### YOUR OBJECTIVE
Retype the material in full, keeping every word the same.

### RECORDS SHOWN
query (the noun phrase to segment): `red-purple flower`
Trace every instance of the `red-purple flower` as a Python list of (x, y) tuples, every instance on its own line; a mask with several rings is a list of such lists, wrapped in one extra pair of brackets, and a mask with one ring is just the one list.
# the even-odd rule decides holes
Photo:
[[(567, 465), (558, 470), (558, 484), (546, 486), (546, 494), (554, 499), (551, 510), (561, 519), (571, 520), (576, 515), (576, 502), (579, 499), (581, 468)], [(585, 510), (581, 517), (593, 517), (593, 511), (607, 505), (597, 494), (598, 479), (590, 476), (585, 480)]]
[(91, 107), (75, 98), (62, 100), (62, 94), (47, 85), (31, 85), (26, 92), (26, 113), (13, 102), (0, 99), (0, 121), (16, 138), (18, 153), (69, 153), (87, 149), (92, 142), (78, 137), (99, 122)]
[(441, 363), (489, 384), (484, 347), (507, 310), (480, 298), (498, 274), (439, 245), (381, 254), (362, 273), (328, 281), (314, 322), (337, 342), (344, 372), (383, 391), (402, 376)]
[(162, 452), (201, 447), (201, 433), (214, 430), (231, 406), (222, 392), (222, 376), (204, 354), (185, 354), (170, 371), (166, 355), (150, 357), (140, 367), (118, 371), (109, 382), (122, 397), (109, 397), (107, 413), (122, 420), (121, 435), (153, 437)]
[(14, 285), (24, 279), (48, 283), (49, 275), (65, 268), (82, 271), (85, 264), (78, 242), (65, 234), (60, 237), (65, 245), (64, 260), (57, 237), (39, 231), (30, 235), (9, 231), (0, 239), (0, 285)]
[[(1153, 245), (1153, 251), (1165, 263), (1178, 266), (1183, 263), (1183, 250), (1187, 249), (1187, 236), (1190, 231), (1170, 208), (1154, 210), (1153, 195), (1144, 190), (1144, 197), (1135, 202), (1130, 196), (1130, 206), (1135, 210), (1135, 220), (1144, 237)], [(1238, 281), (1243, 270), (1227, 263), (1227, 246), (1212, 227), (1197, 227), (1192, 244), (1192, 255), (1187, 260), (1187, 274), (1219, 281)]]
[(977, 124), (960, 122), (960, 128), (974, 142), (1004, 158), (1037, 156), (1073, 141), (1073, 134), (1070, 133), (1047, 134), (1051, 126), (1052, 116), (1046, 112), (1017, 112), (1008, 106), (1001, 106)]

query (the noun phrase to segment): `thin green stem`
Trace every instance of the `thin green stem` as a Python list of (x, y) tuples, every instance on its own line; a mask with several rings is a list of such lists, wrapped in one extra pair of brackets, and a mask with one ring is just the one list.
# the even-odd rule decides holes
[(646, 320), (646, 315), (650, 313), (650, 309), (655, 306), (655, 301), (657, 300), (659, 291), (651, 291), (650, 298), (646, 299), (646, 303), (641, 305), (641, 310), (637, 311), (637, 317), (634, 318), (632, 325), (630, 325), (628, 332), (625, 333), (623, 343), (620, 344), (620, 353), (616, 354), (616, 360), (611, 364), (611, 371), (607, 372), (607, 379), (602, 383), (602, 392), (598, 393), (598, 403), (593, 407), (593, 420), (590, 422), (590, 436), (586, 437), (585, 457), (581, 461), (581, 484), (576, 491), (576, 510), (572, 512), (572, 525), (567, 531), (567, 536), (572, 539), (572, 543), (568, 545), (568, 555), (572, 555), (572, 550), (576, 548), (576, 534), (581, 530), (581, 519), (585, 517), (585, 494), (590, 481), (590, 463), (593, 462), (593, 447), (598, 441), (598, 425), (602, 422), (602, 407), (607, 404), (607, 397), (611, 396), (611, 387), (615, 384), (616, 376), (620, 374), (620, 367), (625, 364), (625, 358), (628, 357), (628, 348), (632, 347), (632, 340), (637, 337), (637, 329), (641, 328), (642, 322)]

### EXERCISE SOLUTION
query (the noun phrase to segment): `red-purple flower`
Trace every instance of the `red-purple flower` as a Python list of (x, y) tuples, every instance on its own line; a mask with several rings is a list of such lists, wrapped in one extra pair of brackets, and a mask with one ring is just the one list.
# the even-odd rule decides holes
Photo:
[[(567, 465), (558, 470), (558, 484), (546, 486), (546, 494), (554, 499), (551, 510), (561, 519), (571, 520), (576, 515), (576, 502), (579, 499), (581, 468)], [(585, 510), (581, 517), (593, 517), (593, 511), (607, 505), (597, 494), (598, 479), (590, 476), (585, 480)]]
[(91, 107), (75, 98), (62, 100), (62, 94), (47, 85), (31, 85), (26, 92), (26, 113), (13, 102), (0, 99), (0, 121), (16, 138), (18, 153), (69, 153), (87, 149), (92, 142), (78, 137), (99, 122)]
[(441, 363), (489, 384), (484, 347), (507, 310), (480, 298), (498, 274), (439, 245), (381, 254), (362, 273), (328, 281), (314, 322), (337, 342), (344, 372), (383, 391), (402, 376)]
[(162, 452), (201, 447), (201, 433), (214, 430), (231, 406), (222, 392), (222, 376), (204, 354), (185, 354), (170, 371), (166, 355), (150, 357), (140, 367), (118, 371), (109, 382), (122, 397), (109, 397), (107, 413), (122, 420), (121, 435), (153, 437)]
[(14, 285), (24, 279), (48, 283), (49, 275), (65, 268), (82, 271), (85, 264), (78, 242), (65, 234), (60, 237), (65, 245), (64, 260), (57, 237), (39, 231), (30, 235), (9, 231), (0, 239), (0, 285)]
[[(1153, 245), (1153, 251), (1165, 263), (1178, 266), (1183, 263), (1183, 250), (1187, 249), (1187, 236), (1190, 231), (1170, 208), (1154, 210), (1153, 195), (1144, 190), (1144, 197), (1135, 202), (1130, 196), (1130, 206), (1135, 210), (1135, 220), (1144, 237)], [(1238, 281), (1243, 270), (1227, 263), (1227, 246), (1212, 227), (1197, 227), (1192, 244), (1192, 255), (1187, 260), (1187, 274), (1219, 281)]]
[(977, 124), (960, 122), (960, 128), (974, 142), (1004, 158), (1037, 156), (1073, 141), (1073, 134), (1070, 133), (1047, 134), (1051, 126), (1052, 116), (1046, 112), (1017, 112), (1008, 106), (1001, 106)]

query (the noun phrase to segment): `thin green stem`
Trace every instance of the `thin green stem` as a Python list of (x, y) tuples, every instance on its own line; a mask with several rings is a list of such lists, wrapped in one extra pair of brackets, and a mask with one ring is just the one list.
# the even-odd rule decides holes
[(646, 320), (646, 315), (650, 313), (650, 309), (655, 306), (655, 301), (657, 300), (659, 291), (651, 291), (650, 298), (646, 299), (646, 303), (641, 305), (641, 310), (637, 311), (637, 317), (634, 318), (632, 325), (630, 325), (628, 332), (625, 333), (623, 343), (620, 344), (620, 353), (616, 354), (616, 360), (611, 364), (611, 371), (607, 372), (607, 379), (602, 383), (602, 392), (598, 393), (598, 403), (593, 407), (593, 420), (590, 422), (590, 436), (586, 437), (585, 457), (581, 461), (581, 484), (576, 491), (576, 510), (572, 512), (572, 525), (567, 531), (567, 536), (572, 539), (572, 543), (568, 545), (568, 555), (572, 555), (572, 550), (576, 548), (576, 534), (581, 530), (581, 519), (585, 517), (585, 494), (590, 481), (590, 463), (593, 462), (593, 447), (598, 441), (598, 425), (602, 422), (602, 407), (607, 404), (607, 397), (611, 396), (611, 387), (615, 384), (616, 376), (620, 374), (620, 367), (625, 364), (625, 358), (628, 357), (628, 348), (632, 347), (632, 340), (637, 337), (637, 329), (641, 328), (642, 322)]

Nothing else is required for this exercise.